• _Work instruction_: Set down all of the data that follows word for word, without the images.

(Source data)
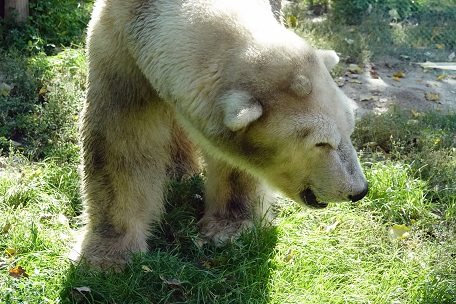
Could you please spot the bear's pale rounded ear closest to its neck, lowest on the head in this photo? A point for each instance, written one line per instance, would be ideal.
(240, 109)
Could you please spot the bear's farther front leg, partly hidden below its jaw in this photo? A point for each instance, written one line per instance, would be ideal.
(234, 199)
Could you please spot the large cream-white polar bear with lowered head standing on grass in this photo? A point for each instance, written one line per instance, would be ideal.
(168, 76)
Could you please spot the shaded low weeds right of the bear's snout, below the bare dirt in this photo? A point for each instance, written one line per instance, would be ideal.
(425, 141)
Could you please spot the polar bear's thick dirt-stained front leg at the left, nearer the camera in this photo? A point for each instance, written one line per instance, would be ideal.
(124, 171)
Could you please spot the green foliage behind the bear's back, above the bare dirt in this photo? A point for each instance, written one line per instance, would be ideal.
(361, 29)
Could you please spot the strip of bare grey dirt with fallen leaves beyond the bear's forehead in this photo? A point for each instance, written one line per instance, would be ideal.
(378, 87)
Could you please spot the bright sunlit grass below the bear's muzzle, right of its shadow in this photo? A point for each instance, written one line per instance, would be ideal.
(346, 255)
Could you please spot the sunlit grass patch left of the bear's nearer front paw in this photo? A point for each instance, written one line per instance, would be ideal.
(36, 203)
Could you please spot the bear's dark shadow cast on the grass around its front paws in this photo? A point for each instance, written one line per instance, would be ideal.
(178, 268)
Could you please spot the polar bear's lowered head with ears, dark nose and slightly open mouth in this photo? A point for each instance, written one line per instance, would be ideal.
(286, 121)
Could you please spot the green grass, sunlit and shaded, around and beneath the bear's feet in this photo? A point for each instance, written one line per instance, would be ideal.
(344, 254)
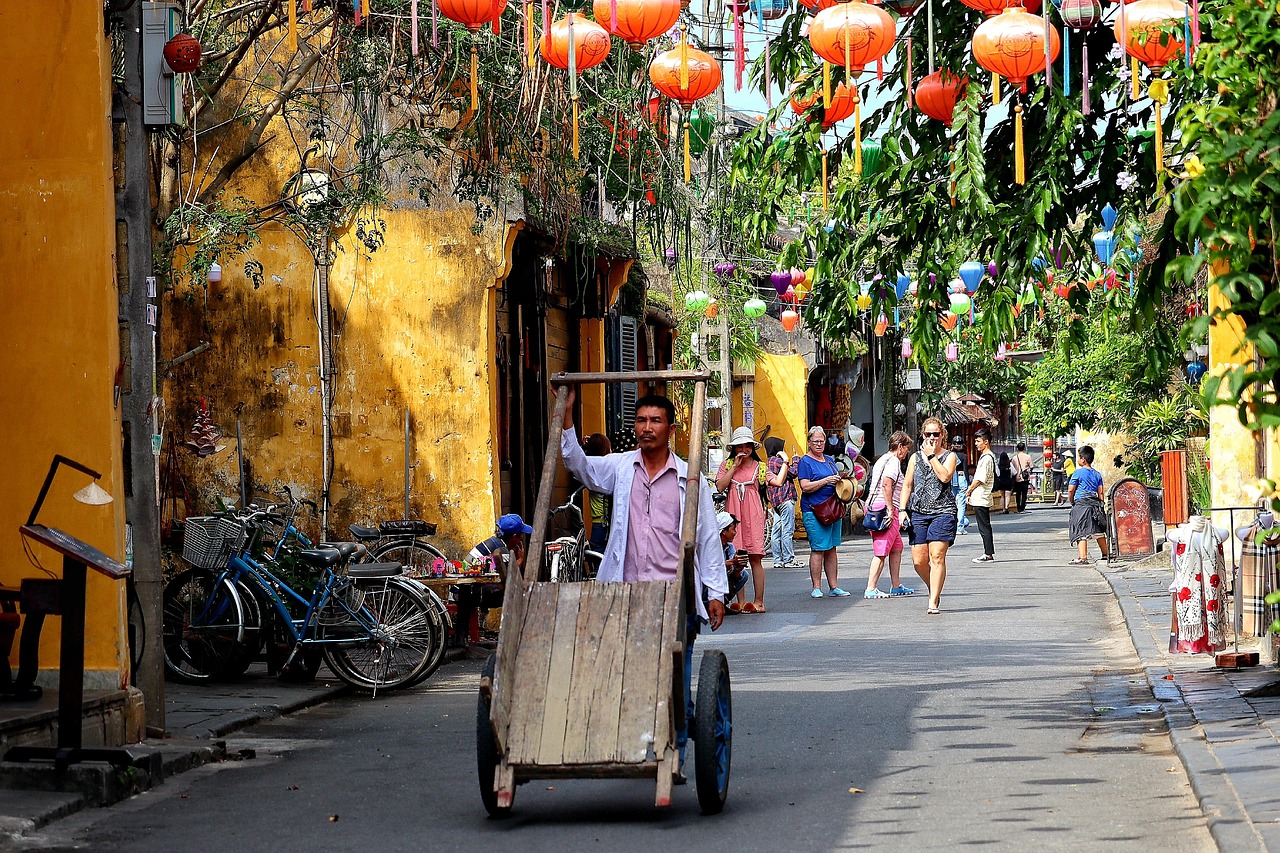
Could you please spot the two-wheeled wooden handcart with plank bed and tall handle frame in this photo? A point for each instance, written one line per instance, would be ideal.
(588, 678)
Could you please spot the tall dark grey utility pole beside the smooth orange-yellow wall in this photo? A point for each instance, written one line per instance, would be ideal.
(140, 325)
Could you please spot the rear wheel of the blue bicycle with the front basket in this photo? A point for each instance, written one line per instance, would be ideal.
(391, 655)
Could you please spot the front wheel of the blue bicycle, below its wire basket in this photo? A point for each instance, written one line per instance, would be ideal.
(203, 627)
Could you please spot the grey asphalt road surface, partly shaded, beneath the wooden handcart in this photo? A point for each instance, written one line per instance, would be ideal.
(1014, 720)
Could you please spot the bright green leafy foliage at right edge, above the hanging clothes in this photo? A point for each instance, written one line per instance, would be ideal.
(1231, 209)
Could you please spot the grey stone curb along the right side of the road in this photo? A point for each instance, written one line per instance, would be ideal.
(1224, 814)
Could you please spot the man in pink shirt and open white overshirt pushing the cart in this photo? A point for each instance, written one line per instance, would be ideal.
(648, 489)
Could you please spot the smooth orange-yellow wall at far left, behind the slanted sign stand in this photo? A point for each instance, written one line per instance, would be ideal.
(58, 327)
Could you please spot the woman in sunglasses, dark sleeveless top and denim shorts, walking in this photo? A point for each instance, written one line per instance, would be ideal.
(931, 508)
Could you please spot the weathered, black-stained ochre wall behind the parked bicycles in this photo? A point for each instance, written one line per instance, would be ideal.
(414, 330)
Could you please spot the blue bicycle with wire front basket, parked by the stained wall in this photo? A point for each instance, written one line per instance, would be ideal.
(374, 628)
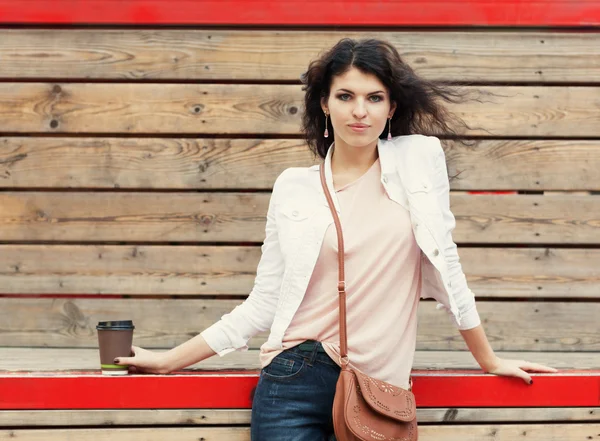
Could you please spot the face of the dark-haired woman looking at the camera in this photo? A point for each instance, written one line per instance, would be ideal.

• _Final answer_:
Could you please spot the bear's pale rounded ear closest to its neck, lowest on the head in this photo? A point for each instance, written one line per instance, would be ideal.
(240, 109)
Could you please spot the bear's farther front leg, partly hidden below its jaw in this photo? A point for each instance, written one line per instance, would be ideal.
(234, 199)
Could you please spot the large cream-white polar bear with lowered head standing on grass in this photo? A point for each instance, written one line per instance, would be ideal.
(168, 76)
Could you please spot the shaded low weeds right of the bear's snout, below the bare dirt in this photo? A point for each instance, written one line per instance, would be ideal.
(425, 141)
Could you please spot the polar bear's thick dirt-stained front leg at the left, nearer the camera in this photo? A point for each instance, written one line per instance, would be ideal.
(124, 171)
Could you please spot the green foliage behind the bear's back, above the bare dirt in this photo? A point for each instance, written one line per instance, would be ideal.
(361, 29)
Could you please spot the strip of bare grey dirt with fallen leaves beyond the bear's forehead in this photo? A point for each instance, written one line per instance, would be ideal.
(378, 87)
Could you please spot the bright sunlit grass below the bear's muzzle, right of its shadow in this photo? A point for each instance, written one line per instance, would be ideal.
(346, 255)
Could you please spot the sunlit grass patch left of the bear's nearer front paw in this photo? A point for each instance, written one line per instance, would be ideal.
(36, 203)
Could you please spot the bear's dark shadow cast on the grass around its front paws in this photo? A point for each instance, written one line per instance, would be ideal.
(178, 268)
Could you please spot the polar bear's lowered head with ears, dark nose and slightly open mouth in this photo? A point for each instance, written one line per instance, would be ideal.
(286, 121)
Could you please spot the green grass, sunlit and shaded, around and beneath the bear's feet in this photo? A point for each instance, written one line per instance, would be ideal.
(344, 254)
Could you please spot the two-wheeled wooden handcart with plank bed and tall handle frame in this photo? A point for each instance, written one line per instance, would be ideal.
(588, 678)
Could you please spot the tall dark grey utility pole beside the smooth orange-yellow wall in this photo? A point for each instance, written one line per instance, would be ideal.
(140, 325)
Could you please spot the rear wheel of the blue bicycle with the front basket in this photo? A point for each instance, written one line per instance, would be ideal.
(391, 655)
Could you please spot the front wheel of the blue bicycle, below its wire basket in this photo? A point for each instance, written one line per instance, would be ideal.
(203, 627)
Could you please spot the grey asphalt road surface, partly shaded, beneath the wooden handcart in this photo? A point for each instance, written one line per instance, would be ideal.
(1014, 720)
Could you please spot the bright green leafy foliage at right edge, above the hanging clothes in this photo? A point for each instance, written one line per instance, would be ideal.
(1231, 209)
Could you please spot the grey stone curb along the right side of the road in this photo? A point for each instance, written one line per instance, would be ideal.
(1224, 814)
Could you please spot the man in pink shirt and open white overshirt pushing the cart in this photo? A point for each instance, written one line per instance, would be ideal.
(648, 489)
Could you please spot the smooth orange-yellow wall at far left, behind the slanted sign stand in this photo? A point for each instance, written one line per instance, would be ideal.
(58, 327)
Could you please spot the woman in sunglasses, dark sleeveless top and denim shorts, walking in this photo? A point for each instance, written one line per instance, would be ideal.
(931, 508)
Could you please spot the weathered, black-stained ochre wall behind the parked bicycles in this photo? A point for each instance, written one line per instance, would be ideal.
(414, 330)
Could you please spot the blue bicycle with wire front basket, parked by the stained wall in this photo? A point for each instance, written one line per instance, would be ideal.
(374, 628)
Could you please spot the face of the dark-haired woman looking at the camera in this photo? A point for each instance, written one line per instance, would be ideal.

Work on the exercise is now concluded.